_TAREA DE TRABAJO 1:_
Indica si cada afirmación concuerda con el artículo sobre el 8 de marzo y responde sí o no con las palabras del artículo que lo deciden, citadas tal cual: (a) la sobrina tiene cinco años; (b) el artículo sostiene que ningún hombre acompaña la nueva vida que se quiere construir; (c) el artículo defiende lograr la igualdad desde la imposición.
_TAREA DE TRABAJO 2:_
Según el artículo sobre el 8 de marzo, ¿cómo se llama la sobrina?
_TAREA DE TRABAJO 3:_
Transcribe del artículo sobre el 8 de marzo la parte que empieza con las palabras que contienen "Somos nosotras las" y termina con "en el alma.".

_TEXTO DADO:_
-=-=-=-=-

Tras su ingreso cogí a mi sobrina de 5 años de la mano y fuimos juntas a la Plaza Mayor del pueblo que nos vio nacer para explicarle qué hacíamos ayer: «¿Sabes por qué se manifiestan Martina? Por ti. Porque queremos que tú seas todavía más libre que nosotras. No solo que puedas escojas tu futuro, sino que nunca tengas miedo a nada ni nadie. Queremos que puedas cruzar callejones oscuros sin temer que te hagan daño y que nunca te digan cómo debes ser».

Esa es al menos la causa por la que yo lucho, el jueves, hoy y mañana y la proclama que secundo. Eso sí, sin imposiciones y sin criticar a las que, en su ejercicio de la libertad, decidieron no hacerlo.

Gracias a todas las médicos, enfermeras, celadoras, auxiliares, cocineras y profesionales sanitarias que ese 8 de marzo, como cada día, demostraron ser buenas personas y mejores profesionales, porque cuando una persona está en lista de espera desde hace meses, con un dolor que le rompe las sonrisas, merece que precisamente nosotras, que somos diferentes en muchas cosas, pero sobre todo en el cultivo de la empatía, estemos a su altura.

Tenemos mucha suerte de vivir en una época en la que cada discriminación nos parece una antítesis, porque hasta hace no mucho, eran el pan de cada día, y nuestro deber es seguir demostrando que nos diferenciamos en muy pocas cosas: en que nosotras obramos milagros como crear vidas y que casi nunca matamos a quienes amamos.

Generalizar es una muestra de ignorancia y hoy son muchos los hombres que se avergüenzan de sus congéneres y que recorren de nuestra mano la nueva vida que queremos construir juntos; porque aquí si nos enfrentamos nadie gana y porque la mejor guerra es la que no se celebra. A mí hoy también me apetece darles a ellos las gracias.

La mejor manera de combatir la desigualdad es erradicar los ‘micromachismos’ que viven encerrados en nuestro ideario, esos que nos llevan a leer noticias sobre ‘las peores vestidas’ en una gala de cine donde precisamente se reivindica la paridad, titulares donde se informa sobre si una reina ha repetido ‘modelito’ o ha pasado por quirófano o si una política aplaza su maternidad por el trabajo o no. Nosotras, las que escribimos las crónicas de nuestro presente, tenemos en las yemas de nuestros dedos la fuerza para poner letra a un mundo mejor que solo se narra ante las teclas.

Vosotras, las que criticáis, ayudad. Las que justificáis el maltrato de cualquier índole, denunciadlo y pedid ayuda. Las que juzgáis a quienes no piensan como vosotras, abrid la mente y entonces, solo en ese momento, estaremos todas unidas y seremos lo suficientemente fuertes como para conseguir que lo lógico sea lo cotidiano. Sigamos llenando plazas, como el jueves, vidas, empresas, casas y teatros, porque nosotras hacemos mejor el mundo y juntas somos más fuertes.

Somos nosotras las de ayer, las de hoy y las de mañana las que lograremos que la igualdad sea universal, pero no desde la imposición y la radicalidad, sino de la mano. Yo no soy menos ‘feminista’ por ser femenina y hace tiempo que escogí dónde tener pelos: ni en la lengua ni en el alma.

-=-=-=-=-

(Datos de señalamiento mediante expresiones referenciales)

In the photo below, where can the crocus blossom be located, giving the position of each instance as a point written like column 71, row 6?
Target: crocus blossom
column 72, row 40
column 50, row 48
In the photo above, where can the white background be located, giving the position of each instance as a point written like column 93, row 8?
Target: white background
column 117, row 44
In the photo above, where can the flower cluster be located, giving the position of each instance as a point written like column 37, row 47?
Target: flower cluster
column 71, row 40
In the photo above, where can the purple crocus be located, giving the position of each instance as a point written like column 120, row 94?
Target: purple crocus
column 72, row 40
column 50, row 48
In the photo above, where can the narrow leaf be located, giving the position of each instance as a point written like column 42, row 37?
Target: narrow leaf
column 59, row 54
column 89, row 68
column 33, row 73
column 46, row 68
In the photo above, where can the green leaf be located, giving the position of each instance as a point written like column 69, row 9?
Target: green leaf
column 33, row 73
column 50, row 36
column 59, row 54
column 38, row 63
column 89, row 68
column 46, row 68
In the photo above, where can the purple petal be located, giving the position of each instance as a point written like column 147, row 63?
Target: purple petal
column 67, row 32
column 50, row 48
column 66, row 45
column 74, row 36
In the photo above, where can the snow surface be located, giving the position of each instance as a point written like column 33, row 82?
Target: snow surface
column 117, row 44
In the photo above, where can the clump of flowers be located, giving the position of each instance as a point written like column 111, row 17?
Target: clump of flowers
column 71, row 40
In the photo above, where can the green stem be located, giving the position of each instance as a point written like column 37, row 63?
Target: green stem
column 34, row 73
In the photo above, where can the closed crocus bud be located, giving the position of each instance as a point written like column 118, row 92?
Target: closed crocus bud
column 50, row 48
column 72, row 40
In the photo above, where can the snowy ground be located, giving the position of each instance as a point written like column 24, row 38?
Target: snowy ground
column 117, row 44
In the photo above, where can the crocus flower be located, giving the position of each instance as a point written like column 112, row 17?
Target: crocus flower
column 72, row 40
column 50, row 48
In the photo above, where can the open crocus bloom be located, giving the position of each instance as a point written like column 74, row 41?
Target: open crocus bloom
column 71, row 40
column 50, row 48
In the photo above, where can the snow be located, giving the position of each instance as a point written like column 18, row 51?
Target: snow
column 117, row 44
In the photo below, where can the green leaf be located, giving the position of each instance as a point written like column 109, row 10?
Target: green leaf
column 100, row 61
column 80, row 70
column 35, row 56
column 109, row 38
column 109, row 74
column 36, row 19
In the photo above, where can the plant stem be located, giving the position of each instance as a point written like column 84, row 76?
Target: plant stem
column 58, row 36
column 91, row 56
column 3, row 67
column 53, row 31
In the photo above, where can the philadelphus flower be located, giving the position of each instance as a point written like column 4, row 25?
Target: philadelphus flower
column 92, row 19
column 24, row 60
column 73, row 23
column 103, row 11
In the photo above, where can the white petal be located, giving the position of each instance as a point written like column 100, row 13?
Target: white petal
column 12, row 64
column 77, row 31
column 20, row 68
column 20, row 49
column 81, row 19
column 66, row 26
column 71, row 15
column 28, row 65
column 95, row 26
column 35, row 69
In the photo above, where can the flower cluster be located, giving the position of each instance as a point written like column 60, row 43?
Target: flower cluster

-=-=-=-=-

_RESULTADO 1:_
(a) Sí: «cogí a mi sobrina de 5 años de la mano».
(b) No: «hoy son muchos los hombres que se avergüenzan de sus congéneres y que recorren de nuestra mano la nueva vida que queremos construir juntos».
(c) No: «no desde la imposición y la radicalidad, sino de la mano».

_RESULTADO 2:_
Martina.

_RESULTADO 3:_
Somos nosotras las de ayer, las de hoy y las de mañana las que lograremos que la igualdad sea universal, pero no desde la imposición y la radicalidad, sino de la mano. Yo no soy menos ‘feminista’ por ser femenina y hace tiempo que escogí dónde tener pelos: ni en la lengua ni en el alma.